● **Aim of the task**: Pictures excluded, copy all of the data below exactly.

● **Dataset extract**:
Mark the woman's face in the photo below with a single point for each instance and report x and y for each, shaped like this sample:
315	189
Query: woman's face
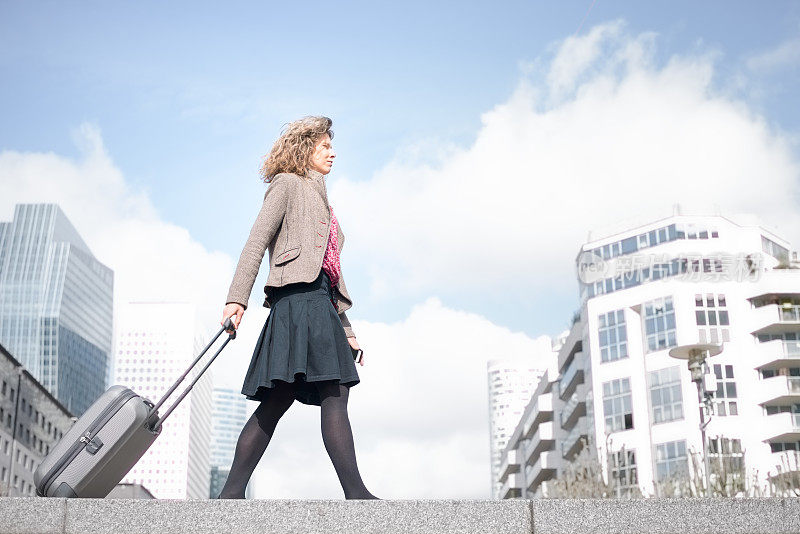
322	158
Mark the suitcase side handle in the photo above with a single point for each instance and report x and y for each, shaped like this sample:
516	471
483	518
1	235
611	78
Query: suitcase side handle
232	335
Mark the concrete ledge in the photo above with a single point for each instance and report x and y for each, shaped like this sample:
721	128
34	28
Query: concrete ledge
667	516
546	516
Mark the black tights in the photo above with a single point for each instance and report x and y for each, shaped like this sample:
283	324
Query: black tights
336	435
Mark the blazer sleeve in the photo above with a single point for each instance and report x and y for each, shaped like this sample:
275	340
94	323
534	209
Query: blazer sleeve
261	234
348	330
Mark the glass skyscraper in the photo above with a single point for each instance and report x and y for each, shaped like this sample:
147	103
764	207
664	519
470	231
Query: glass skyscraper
56	303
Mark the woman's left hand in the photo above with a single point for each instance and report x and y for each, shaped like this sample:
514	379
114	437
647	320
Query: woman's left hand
355	345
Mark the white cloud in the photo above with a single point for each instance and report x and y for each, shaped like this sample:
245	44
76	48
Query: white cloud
421	408
605	132
786	54
153	260
419	415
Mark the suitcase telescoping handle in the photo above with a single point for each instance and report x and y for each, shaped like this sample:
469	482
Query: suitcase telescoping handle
227	326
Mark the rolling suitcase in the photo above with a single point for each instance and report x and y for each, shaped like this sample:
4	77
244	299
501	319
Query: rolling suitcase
109	438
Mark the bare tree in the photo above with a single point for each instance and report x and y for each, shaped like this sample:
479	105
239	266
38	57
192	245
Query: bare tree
587	477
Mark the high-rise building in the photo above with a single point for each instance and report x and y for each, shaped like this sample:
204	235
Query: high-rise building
511	382
681	280
55	305
155	343
31	422
229	416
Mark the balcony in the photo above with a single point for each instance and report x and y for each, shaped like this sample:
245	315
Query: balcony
779	389
573	443
574	409
544	469
542	440
512	487
777	353
781	427
775	318
784	462
572	376
510	464
541	411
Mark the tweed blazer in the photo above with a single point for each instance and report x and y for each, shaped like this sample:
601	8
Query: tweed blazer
293	225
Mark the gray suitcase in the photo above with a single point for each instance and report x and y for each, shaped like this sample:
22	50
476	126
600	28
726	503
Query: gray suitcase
109	438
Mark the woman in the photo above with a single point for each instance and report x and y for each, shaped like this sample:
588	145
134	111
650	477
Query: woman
305	350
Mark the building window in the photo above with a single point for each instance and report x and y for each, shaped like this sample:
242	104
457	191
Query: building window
617	405
711	316
725	396
726	452
774	249
613	336
793	409
665	395
659	320
671	459
623	472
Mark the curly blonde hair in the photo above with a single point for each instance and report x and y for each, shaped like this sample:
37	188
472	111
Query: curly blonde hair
293	150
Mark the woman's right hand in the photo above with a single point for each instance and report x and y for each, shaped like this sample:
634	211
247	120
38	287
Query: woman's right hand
235	312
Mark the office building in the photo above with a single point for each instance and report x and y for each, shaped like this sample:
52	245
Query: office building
155	343
511	382
681	280
32	421
55	305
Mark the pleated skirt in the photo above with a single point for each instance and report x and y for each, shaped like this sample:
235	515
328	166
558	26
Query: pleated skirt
302	342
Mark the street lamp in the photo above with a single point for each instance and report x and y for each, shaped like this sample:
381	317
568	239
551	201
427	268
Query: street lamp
696	355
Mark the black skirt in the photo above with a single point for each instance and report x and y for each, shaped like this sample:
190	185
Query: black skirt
302	342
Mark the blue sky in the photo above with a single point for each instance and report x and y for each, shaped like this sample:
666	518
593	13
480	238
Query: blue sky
477	144
189	95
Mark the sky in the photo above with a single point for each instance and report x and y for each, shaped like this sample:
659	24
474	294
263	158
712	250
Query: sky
478	145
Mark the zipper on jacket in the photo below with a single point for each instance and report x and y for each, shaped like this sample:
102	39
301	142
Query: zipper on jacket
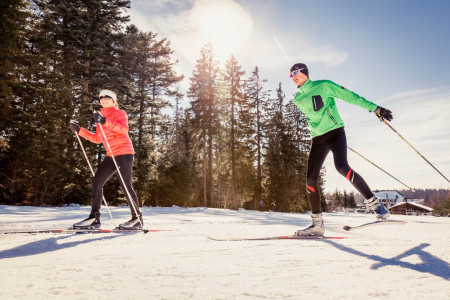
331	117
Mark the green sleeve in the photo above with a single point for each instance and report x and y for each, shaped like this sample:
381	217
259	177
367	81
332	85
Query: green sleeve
350	97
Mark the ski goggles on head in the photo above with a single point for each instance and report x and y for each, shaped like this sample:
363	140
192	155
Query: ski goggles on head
295	72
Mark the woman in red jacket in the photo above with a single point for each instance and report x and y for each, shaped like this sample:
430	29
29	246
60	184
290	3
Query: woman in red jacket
115	126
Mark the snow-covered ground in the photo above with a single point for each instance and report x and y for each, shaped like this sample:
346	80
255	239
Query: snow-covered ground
384	262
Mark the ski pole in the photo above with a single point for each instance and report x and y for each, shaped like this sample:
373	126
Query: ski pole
380	168
93	174
386	122
120	175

● **Completed exercise**:
Mark the woman's face in the photo below with a single point for each instance and report x and y for each, shaped like this sample:
315	189
Query: woman's face
322	158
Mark the suitcase side handle in the photo above with a single point for each instance and report x and y for each, shaped like this sample:
516	471
483	518
1	235
611	78
Query: suitcase side handle
232	335
Mark the concrete ledge in the photo above with a single point for each instance and report x and y for each, shaped like this sample:
721	128
34	28
Query: concrete ledge
667	516
546	516
Mark the black tights in the photo above with a single point for each instance and report x and y for each, shaped like this sample:
283	324
Query: black tights
336	435
Mark the blazer sleeve in the photo above with a single point for each instance and report x and y for each, shaped like this sample:
275	340
94	323
534	209
Query: blazer sleeve
261	234
348	330
Mark the glass skyscraper in the photo above with a single point for each instance and report x and y for each, shaped like this sample:
147	103
764	207
664	519
470	231
Query: glass skyscraper
56	303
Mark the woman's left hand in the photo above with a single point for each instance and report x and y for each, shaped like this sample:
514	379
114	437
647	320
Query: woman's left hand
355	345
Mark the white cloud in the photo above with a single point for each instance and report x and y for each, shaped like this sample:
245	44
76	48
Query: white cloud
421	408
605	132
786	54
153	260
419	415
Mark the suitcase telescoping handle in the photo above with a single point for each instance and report x and y for each, shaped like this sample:
469	482
Query: suitcase telescoping handle
227	326
Mark the rolling suitcase in the photo above with a single point for each instance and report x and y for each, shaped like this sample:
4	77
244	299
501	319
Query: rolling suitcase
109	438
Mark the bare tree in the photo above with a single point for each instance and report x and y for each, shaped like this sample:
479	105
239	266
38	57
192	245
Query: bare tree
587	477
Mark the high-rise building in the photo above with a single point for each instance and report x and y for each, shaped like this sample:
204	235
Query: high-rise building
511	382
681	280
55	305
155	343
31	422
229	416
Mark the balcony in the photo above with a single point for each instance and report x and y for each, shaped like this sample:
245	315
Query: balcony
779	389
573	443
574	409
544	469
542	440
512	487
777	353
781	427
775	318
784	462
572	376
510	464
541	411
Mark the tweed blazer in the photo above with a single point for each instance and report x and y for each, shaped like this sample:
601	8
Query: tweed blazer
293	225
Mark the gray suitcase in the photo above with a single point for each instance and report x and y for each, shaped like this sample:
22	50
476	126
600	28
726	503
Query: gray suitcase
109	438
Mark the woman in the photo above with a single point for each instance and report x and y for each, shaped like this sample:
588	145
134	111
650	477
Query: woman
305	350
Mark the building window in the photo above with a single point for each instance and report x and y for each, shaped like this sample:
242	104
457	191
Query: building window
617	405
711	316
725	396
726	452
774	249
613	336
793	409
665	395
659	320
671	459
623	472
Mark the curly blonde hair in the photo above with a single point for each instance and report x and y for each, shaped like this sample:
37	188
472	111
Query: curly blonde hair
293	150
Mark the woman's right hand in the photo above with a single point for each instance and report x and y for each, shaped like this sample:
634	211
247	120
38	287
Query: woman's right hand
235	312
Mark the office building in the photo above with a single point for each instance and report x and y for each, shaped like this sample:
52	245
Query: office building
155	343
511	382
681	280
32	421
55	305
Mark the pleated skirt in the photo above with a single point for each instance and report x and y for each, shaped like this sample:
235	515
328	166
558	26
Query: pleated skirt
302	342
Mark the street lamp in the photo above with a single point for each instance and report x and y for each, shaped like this sample:
381	317
568	239
551	201
427	268
Query: street lamp
696	355
Mark the black skirt in the photo above with a single point for each instance and report x and y for each, shaped like this sample:
190	185
Query: black skirt
302	342
Mark the blue sky in the photo above with a single point for each instance and report x and y for each, shaped like this sample:
666	518
593	13
480	238
Query: blue sky
477	144
189	95
Mark the sky in the photo above with a single point for each instance and report x and y for each, shaped like this sample:
659	24
474	294
263	158
712	250
Query: sky
478	145
Mark the zipper on jacket in the photo below with a single point for each instance and report x and y for each, shaped like this sample:
102	39
301	142
Query: zipper on jacket
331	117
Mark the green sleeve in the photo above with a single point for each instance and report x and y for each, shaped like this sample:
381	217
259	177
367	81
332	85
Query: green sleeve
350	97
Mark the ski goggles on head in the photo above with a single point for each instance and report x and y for each, shaped like this sample:
363	140
192	155
Query: ski goggles on head
295	72
Mark the woman in red jacket in the photo above with a single point for each instance and report x and y for each, shaped like this sample:
430	29
29	246
60	184
290	3
Query: woman in red jacket
115	126
Mark the snow-covered ground in the photo above with a single point for each instance and report x and y for each, shaped like this sample:
346	80
255	239
Query: snow-covered ground
384	262
Mark the ski pole in the photo above with a single point for each instance and report x and y for each, shaped like this sample:
373	126
Query: ski pole
380	168
93	174
386	122
120	175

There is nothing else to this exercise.